## What is required
Return every line of the data below, exactly.

########################################

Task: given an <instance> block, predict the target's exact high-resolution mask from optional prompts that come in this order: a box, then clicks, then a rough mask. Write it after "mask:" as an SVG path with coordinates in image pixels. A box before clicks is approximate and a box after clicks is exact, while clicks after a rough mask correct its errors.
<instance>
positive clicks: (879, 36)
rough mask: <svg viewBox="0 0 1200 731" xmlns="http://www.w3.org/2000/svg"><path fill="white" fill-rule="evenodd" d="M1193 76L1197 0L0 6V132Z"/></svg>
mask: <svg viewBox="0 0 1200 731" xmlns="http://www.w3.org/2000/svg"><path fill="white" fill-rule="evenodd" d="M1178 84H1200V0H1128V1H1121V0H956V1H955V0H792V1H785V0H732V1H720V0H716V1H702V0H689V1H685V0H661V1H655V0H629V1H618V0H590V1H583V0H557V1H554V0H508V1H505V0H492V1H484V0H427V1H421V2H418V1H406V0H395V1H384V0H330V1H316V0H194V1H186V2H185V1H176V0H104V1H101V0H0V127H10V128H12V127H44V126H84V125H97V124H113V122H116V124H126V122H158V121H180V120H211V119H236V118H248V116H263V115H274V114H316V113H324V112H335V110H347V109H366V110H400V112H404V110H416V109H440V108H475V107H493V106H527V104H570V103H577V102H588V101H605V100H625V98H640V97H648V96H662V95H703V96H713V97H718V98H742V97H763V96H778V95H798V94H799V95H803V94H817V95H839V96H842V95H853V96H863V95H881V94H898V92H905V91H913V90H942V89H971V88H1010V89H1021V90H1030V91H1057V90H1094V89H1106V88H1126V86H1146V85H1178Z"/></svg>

########################################

## Your response
Task: given an <instance> block, predict the target's exact high-resolution mask from optional prompts that come in this order: a box, then clicks, then a rough mask. Write it after "mask:" as an SVG path with coordinates in image pixels. A box before clicks is approximate and a box after clicks is exact, while clicks after a rough mask correct its errors.
<instance>
positive clicks: (879, 36)
rough mask: <svg viewBox="0 0 1200 731" xmlns="http://www.w3.org/2000/svg"><path fill="white" fill-rule="evenodd" d="M1193 76L1197 0L0 6V132Z"/></svg>
mask: <svg viewBox="0 0 1200 731" xmlns="http://www.w3.org/2000/svg"><path fill="white" fill-rule="evenodd" d="M1178 84H1200V0H1128V1H1121V0H956V1H955V0H792V1H785V0H732V1H720V0H716V1H702V0H689V1H685V0H661V1H655V0H629V1H618V0H590V1H583V0H557V1H554V0H508V1H505V0H492V1H484V0H427V1H421V2H418V1H406V0H395V1H384V0H330V1H316V0H194V1H186V2H185V1H176V0H104V1H101V0H0V127H10V128H12V127H44V126H84V125H97V124H113V122H116V124H126V122H158V121H180V120H211V119H236V118H248V116H263V115H274V114H316V113H324V112H335V110H347V109H366V110H400V112H404V110H416V109H440V108H475V107H493V106H527V104H570V103H577V102H588V101H605V100H625V98H640V97H648V96H662V95H703V96H713V97H718V98H742V97H763V96H778V95H798V94H799V95H803V94H817V95H839V96H842V95H853V96H863V95H881V94H898V92H905V91H913V90H942V89H971V88H1010V89H1021V90H1030V91H1057V90H1094V89H1106V88H1126V86H1146V85H1178Z"/></svg>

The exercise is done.